## TASK TO CARRY OUT
Without changing a character, return the entries, but not the images they hold.

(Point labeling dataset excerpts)

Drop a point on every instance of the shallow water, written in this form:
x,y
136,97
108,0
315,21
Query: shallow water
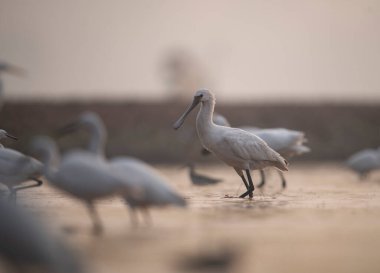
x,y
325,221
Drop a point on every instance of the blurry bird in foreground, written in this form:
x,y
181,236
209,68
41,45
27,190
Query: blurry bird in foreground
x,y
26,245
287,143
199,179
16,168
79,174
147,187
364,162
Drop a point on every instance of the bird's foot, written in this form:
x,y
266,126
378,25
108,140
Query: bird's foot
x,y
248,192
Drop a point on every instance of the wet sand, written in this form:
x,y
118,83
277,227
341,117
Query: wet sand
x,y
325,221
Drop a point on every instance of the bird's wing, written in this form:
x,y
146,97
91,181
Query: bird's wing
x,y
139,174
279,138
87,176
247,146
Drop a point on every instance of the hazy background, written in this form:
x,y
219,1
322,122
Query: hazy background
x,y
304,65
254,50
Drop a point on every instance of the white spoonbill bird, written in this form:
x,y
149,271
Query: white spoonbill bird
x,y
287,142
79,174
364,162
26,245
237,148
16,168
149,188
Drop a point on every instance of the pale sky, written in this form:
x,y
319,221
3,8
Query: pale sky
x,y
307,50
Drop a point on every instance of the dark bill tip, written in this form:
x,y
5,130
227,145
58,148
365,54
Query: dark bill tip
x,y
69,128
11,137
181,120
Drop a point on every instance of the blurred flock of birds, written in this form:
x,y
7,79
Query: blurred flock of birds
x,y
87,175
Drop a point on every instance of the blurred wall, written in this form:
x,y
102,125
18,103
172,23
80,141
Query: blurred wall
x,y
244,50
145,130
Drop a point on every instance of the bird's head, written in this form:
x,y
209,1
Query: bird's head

## OUTPUT BELOW
Drop a point on every instance of the shallow water, written in this form:
x,y
136,97
108,0
315,21
Query: shallow water
x,y
325,221
Drop a point on every instance of the blurry bird in foreground, written in this form:
x,y
181,236
209,68
41,45
27,190
Query: blurry bird in foreground
x,y
26,245
287,143
199,179
16,168
79,174
147,187
364,162
Drop a point on every instance of the bird's foot, written in this form:
x,y
266,126
378,25
108,140
Query: bird's foot
x,y
248,192
Drop a point on every instance of the wet sand, written in this form:
x,y
118,83
277,227
341,117
Query: wet sand
x,y
325,221
Drop a point on every instance of the bird's wing, written in this form:
x,y
146,97
91,181
Query: bird's wing
x,y
139,174
279,138
87,176
247,146
Drop a point on every instance of the hazy background, written in this form:
x,y
219,1
322,122
Query: hazy background
x,y
304,65
254,50
Drop a point on every instance of the white spoonbill bird, written in this form:
x,y
149,271
Query: white spoonbill bird
x,y
287,142
79,174
364,162
26,245
237,148
16,168
149,188
Drop a point on every instance of the pale sky, written in this form:
x,y
319,221
3,8
Query: pale sky
x,y
307,50
Drop a point on every instance of the dark bill tip, written in this form:
x,y
5,130
227,145
58,148
365,54
Query: dark bill tip
x,y
69,128
11,137
181,120
Drop a point on every instance of the blurred flock of birds, written in this form:
x,y
7,79
Query: blurred flock of birds
x,y
87,175
Drop a point on every instance of the blurred wall, written in this form:
x,y
102,125
18,103
172,23
80,141
Query: blurred wall
x,y
244,50
145,130
Drop a point on every instance of the bird's head, written in this form:
x,y
209,1
Query: bird's head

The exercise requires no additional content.